BEGIN Data records

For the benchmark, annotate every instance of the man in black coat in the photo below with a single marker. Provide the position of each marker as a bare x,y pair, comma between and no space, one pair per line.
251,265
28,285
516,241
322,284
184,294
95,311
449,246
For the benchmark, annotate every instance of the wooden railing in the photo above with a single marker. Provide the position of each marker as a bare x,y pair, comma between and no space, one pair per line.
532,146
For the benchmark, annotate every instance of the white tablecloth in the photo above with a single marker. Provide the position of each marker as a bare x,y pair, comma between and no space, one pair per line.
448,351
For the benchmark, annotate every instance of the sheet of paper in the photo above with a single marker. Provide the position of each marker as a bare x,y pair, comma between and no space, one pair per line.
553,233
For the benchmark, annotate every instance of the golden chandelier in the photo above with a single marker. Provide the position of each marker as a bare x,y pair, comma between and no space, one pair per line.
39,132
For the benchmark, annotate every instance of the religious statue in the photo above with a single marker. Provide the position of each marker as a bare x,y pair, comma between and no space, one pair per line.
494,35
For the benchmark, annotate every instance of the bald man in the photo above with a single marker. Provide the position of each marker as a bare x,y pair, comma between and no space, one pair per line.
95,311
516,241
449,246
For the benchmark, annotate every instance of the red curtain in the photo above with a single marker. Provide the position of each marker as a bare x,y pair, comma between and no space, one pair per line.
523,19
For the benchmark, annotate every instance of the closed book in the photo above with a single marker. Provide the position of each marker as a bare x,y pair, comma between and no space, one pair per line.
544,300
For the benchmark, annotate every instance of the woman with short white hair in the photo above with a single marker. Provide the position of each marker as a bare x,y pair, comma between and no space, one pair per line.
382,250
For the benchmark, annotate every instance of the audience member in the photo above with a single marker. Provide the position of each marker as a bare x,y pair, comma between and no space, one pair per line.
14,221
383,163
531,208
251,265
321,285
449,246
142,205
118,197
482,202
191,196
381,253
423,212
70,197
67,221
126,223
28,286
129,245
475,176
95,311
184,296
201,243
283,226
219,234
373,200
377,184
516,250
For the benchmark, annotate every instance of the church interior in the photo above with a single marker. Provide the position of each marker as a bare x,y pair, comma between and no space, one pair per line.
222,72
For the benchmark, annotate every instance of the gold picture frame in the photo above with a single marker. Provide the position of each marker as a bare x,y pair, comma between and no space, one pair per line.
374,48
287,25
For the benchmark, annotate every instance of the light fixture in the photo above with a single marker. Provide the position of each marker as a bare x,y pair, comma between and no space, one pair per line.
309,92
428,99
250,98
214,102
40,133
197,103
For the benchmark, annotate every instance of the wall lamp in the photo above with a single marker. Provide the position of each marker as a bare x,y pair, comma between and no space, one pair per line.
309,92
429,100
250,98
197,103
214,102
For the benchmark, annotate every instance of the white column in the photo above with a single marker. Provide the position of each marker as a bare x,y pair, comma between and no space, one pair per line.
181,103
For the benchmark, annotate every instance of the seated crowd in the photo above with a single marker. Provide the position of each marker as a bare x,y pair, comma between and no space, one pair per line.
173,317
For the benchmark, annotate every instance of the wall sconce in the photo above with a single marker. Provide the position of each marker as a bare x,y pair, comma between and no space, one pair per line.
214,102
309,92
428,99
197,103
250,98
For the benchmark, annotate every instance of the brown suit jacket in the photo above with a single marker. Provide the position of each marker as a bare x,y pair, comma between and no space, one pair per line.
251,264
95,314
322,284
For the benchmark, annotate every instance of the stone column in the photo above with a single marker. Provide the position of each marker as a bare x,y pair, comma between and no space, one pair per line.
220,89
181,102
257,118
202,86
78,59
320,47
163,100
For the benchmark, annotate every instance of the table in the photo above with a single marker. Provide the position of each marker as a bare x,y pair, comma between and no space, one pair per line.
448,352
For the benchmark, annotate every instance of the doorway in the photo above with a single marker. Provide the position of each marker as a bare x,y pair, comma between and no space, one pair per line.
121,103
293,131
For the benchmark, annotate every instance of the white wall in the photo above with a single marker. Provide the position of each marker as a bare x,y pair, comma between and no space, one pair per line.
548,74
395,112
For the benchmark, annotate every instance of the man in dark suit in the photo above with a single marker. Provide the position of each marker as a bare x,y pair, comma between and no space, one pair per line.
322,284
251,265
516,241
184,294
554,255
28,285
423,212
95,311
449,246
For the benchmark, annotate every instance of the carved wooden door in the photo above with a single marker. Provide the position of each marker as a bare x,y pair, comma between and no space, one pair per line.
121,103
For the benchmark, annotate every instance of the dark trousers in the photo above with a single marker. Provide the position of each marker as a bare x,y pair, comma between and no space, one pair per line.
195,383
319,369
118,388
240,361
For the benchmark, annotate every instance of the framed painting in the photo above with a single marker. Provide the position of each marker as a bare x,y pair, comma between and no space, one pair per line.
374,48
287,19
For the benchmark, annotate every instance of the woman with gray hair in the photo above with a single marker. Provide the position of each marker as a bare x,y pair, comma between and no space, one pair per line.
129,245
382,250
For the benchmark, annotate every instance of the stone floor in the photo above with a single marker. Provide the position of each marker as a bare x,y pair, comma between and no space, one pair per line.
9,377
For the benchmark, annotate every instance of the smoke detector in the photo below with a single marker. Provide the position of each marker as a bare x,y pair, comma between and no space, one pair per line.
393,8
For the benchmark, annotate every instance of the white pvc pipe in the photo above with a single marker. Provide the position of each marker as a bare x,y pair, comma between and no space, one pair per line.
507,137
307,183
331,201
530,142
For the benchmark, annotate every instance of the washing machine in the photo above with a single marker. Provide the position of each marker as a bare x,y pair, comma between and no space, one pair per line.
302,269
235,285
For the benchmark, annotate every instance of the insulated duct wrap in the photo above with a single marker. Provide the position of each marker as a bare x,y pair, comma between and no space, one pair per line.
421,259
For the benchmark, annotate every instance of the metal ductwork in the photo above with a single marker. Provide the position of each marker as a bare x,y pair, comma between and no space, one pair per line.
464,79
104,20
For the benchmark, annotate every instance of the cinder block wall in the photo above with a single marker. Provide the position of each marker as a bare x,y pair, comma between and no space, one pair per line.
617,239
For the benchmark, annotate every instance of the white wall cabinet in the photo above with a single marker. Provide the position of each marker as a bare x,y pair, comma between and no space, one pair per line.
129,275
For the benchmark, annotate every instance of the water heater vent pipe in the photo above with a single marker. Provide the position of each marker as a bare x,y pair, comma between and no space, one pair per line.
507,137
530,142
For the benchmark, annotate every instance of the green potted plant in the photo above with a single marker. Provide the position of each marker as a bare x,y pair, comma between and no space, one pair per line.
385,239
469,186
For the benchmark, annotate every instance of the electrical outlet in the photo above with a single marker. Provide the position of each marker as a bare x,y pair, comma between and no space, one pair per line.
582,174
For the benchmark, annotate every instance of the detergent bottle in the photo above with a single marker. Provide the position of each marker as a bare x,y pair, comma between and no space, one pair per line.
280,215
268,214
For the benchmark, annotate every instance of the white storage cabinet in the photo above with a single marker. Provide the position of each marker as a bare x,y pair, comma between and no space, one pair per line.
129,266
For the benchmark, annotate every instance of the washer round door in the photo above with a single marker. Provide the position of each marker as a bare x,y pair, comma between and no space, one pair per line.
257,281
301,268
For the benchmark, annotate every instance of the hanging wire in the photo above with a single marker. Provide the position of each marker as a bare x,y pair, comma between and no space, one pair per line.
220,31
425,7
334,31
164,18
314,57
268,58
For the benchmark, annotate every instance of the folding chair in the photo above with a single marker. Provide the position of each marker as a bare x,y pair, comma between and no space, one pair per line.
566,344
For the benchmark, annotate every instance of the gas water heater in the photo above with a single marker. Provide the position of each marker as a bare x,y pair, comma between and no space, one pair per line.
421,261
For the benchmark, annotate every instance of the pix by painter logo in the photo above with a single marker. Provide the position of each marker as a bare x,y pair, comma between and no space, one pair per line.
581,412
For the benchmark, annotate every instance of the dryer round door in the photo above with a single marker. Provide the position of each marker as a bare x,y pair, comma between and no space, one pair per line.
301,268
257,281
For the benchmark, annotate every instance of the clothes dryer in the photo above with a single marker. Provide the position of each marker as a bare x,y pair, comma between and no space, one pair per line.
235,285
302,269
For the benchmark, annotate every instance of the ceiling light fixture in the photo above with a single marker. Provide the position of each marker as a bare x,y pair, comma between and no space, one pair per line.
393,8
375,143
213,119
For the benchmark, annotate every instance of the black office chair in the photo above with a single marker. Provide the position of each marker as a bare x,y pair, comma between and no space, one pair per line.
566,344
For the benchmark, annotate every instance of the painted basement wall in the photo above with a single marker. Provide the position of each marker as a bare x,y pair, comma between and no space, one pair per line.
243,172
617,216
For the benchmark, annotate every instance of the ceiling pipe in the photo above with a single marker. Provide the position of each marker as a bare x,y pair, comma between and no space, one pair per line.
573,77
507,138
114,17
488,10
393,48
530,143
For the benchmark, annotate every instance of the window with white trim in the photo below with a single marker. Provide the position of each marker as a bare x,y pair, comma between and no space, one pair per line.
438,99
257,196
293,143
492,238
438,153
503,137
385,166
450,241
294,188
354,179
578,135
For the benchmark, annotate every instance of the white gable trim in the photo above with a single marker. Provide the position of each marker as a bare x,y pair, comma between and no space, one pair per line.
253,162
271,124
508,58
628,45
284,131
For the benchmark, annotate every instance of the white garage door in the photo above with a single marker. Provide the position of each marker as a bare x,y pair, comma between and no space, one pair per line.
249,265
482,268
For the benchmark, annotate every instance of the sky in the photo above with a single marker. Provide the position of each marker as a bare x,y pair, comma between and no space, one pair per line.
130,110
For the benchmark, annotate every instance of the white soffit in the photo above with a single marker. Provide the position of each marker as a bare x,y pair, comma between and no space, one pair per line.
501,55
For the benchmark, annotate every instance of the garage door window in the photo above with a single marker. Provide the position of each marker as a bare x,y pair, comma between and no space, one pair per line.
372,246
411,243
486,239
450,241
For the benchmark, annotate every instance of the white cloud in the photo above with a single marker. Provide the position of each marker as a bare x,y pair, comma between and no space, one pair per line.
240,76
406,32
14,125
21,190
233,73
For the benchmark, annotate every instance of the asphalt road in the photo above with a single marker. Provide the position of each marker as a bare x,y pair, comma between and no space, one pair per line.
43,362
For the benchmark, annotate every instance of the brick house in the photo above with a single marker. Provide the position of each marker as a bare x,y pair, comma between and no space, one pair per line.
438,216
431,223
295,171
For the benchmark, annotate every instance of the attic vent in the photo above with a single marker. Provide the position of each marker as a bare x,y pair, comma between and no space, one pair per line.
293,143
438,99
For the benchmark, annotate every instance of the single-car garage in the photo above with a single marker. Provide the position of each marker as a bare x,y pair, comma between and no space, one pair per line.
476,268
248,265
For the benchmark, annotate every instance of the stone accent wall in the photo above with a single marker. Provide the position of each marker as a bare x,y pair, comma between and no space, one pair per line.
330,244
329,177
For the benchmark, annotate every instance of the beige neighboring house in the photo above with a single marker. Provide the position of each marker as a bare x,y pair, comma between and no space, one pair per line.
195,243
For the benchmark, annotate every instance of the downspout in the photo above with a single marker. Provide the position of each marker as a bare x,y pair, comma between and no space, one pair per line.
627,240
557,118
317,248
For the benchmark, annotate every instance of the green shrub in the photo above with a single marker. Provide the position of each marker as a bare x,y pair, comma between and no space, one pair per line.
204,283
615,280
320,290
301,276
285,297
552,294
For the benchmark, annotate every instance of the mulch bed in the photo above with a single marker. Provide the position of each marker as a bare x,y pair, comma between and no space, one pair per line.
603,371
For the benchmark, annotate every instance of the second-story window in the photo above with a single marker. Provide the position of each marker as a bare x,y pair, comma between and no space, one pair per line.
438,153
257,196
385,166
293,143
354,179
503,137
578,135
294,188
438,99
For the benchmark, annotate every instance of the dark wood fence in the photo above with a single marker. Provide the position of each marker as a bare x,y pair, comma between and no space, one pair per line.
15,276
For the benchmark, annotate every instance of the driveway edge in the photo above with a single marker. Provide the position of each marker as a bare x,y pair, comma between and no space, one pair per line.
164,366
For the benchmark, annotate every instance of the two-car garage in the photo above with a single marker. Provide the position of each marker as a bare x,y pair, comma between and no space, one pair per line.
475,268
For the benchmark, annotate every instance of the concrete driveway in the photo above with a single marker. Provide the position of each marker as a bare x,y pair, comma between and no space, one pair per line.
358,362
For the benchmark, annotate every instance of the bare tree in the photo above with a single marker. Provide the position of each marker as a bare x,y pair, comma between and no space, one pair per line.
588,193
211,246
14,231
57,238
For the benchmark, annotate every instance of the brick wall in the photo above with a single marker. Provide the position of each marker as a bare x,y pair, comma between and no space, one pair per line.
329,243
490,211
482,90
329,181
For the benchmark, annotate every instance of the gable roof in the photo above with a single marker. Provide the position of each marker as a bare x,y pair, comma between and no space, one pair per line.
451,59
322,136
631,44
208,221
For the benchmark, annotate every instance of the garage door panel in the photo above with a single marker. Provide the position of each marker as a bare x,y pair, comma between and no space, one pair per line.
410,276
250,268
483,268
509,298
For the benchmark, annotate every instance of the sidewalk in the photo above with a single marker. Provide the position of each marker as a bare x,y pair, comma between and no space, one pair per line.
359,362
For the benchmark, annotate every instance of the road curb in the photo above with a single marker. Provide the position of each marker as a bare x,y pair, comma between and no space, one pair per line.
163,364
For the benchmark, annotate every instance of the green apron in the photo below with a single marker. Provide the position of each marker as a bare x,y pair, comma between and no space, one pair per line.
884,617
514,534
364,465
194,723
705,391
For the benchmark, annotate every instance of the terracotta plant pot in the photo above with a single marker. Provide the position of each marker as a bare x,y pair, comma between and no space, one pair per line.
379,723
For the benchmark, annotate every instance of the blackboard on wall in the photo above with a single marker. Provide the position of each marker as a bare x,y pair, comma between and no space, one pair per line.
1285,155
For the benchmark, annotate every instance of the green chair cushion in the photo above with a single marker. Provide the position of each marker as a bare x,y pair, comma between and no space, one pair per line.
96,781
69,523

END Data records

§ What this task involves: Starting from the line with "For the benchmark, annotate every instance of the bare" and ending with the final line of the data, quote every line exactly, both ends included.

§ The solution:
For the benchmark, annotate every instance of the bare tree in the photo above with a single marker. Provide the position of each marker as a bare x,y pair, comma between and no space, one pair per line.
588,193
211,246
14,231
57,238
For the benchmark, annotate every instance of the brick wall in the photo above with a single marker. Provide the position of each marker as a bare x,y pair, comma between and no space, one pair per line.
329,243
490,211
482,90
329,181
For the benchmark, annotate every instance of the gable roof in the photo above with a single marker. Provide the position of each marker as a bare x,y pair, comma between and no space, one pair per line.
451,59
322,136
631,44
208,221
For the benchmark, annotate every instance of the garage door panel in the photo above with a single marker. Provide the position of each marker as a bare x,y pair, comma between and no space, one pair per line.
410,276
250,268
483,268
509,298
For the benchmark, annotate every instance of the sidewalk in the photo above with a single marker. Provide the position of each marker as a bare x,y pair, comma between and no space, one pair per line.
359,362
For the benchmark, annotate every instance of the road curb in the photo above with a single marker. Provide the position of each marker as a bare x,y pair, comma between and no space, one pair per line.
163,364
For the benchmark, annotate every instance of the green apron in the photo below with a single marker. Provide the position of each marker as a bare x,y pair, comma between and no space, one pair per line.
884,617
514,534
364,465
194,723
705,391
For the benchmark, annotate every instance of the terracotta plant pot in the photo above with a single marker. Provide the position of each marker as a bare x,y pair, comma between and no space, one pair per line.
379,723
For the benchmark, annotate every instance of the blackboard on wall in the photo above with a single marker. Provide the position of each marker as a bare x,y pair, comma between and no space, one pair per line.
1285,155
For the benchmark, annotate every instance of the green chair cushion in the photo above with a single marker. Provide the position of each marker as a bare x,y pair, comma between and no space, one pair per line.
96,781
69,523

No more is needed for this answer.